While governments at all levels begin to outline what an economic recovery will look like, it is clear that the COVID-19 crisis has, and will continue to affect businesses for the foreseeable future. Many business owners have had to make tough decisions in order to keep their business afloat, and these decisions will have lasting impacts. We suggest that all business owners should take the time to reflect on the last few months, and start a COVID-19 journal.

When you sell a business, any potential buyers will look to recent financial performance as a key focus of their due diligence. As M&A activity begins to pick up once the crisis has subsided, potential buyers will want to know how your business handled the COVID-19 outbreak, and how the decisions that you have made as a business owner affected the success of the business.

Keeping a COVID-19 journal means tracking and documenting key events, management decisions and business performance data, in real time, during this crisis. Key events and decisions are those that will have a substantial impact on current or future business performance or risk. Decisions should be well documented, including timing, rationale and expected results.

◆ What you are asked to do ◆
Reproduce the full text on keeping a COVID-19 journal, word for word.

Stored data entries
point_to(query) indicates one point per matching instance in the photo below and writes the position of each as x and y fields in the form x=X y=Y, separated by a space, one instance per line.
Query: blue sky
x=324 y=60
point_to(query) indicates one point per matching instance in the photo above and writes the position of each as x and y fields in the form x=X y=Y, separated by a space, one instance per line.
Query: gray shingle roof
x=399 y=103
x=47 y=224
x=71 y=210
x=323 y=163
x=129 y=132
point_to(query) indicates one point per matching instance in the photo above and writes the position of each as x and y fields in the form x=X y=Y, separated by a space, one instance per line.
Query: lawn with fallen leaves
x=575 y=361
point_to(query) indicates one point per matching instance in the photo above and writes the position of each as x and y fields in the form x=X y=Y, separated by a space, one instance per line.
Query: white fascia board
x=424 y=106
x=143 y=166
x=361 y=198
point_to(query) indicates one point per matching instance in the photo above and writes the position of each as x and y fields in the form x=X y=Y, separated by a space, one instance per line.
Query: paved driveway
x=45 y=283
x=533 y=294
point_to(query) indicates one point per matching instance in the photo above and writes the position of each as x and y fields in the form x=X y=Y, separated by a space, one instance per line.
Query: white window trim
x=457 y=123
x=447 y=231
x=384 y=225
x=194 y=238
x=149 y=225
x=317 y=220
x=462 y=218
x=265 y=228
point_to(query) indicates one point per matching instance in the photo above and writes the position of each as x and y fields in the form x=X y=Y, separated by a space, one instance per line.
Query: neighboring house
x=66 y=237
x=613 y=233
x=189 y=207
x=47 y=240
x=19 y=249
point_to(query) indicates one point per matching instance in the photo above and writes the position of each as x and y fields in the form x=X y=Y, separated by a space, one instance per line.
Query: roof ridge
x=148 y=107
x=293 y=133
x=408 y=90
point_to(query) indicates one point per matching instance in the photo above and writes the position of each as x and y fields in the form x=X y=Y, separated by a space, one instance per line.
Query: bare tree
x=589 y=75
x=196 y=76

◆ Exercise solution ◆
While governments at all levels begin to outline what an economic recovery will look like, it is clear that the COVID-19 crisis has, and will continue to affect businesses for the foreseeable future. Many business owners have had to make tough decisions in order to keep their business afloat, and these decisions will have lasting impacts. We suggest that all business owners should take the time to reflect on the last few months, and start a COVID-19 journal.

When you sell a business, any potential buyers will look to recent financial performance as a key focus of their due diligence. As M&A activity begins to pick up once the crisis has subsided, potential buyers will want to know how your business handled the COVID-19 outbreak, and how the decisions that you have made as a business owner affected the success of the business.

Keeping a COVID-19 journal means tracking and documenting key events, management decisions and business performance data, in real time, during this crisis. Key events and decisions are those that will have a substantial impact on current or future business performance or risk. Decisions should be well documented, including timing, rationale and expected results.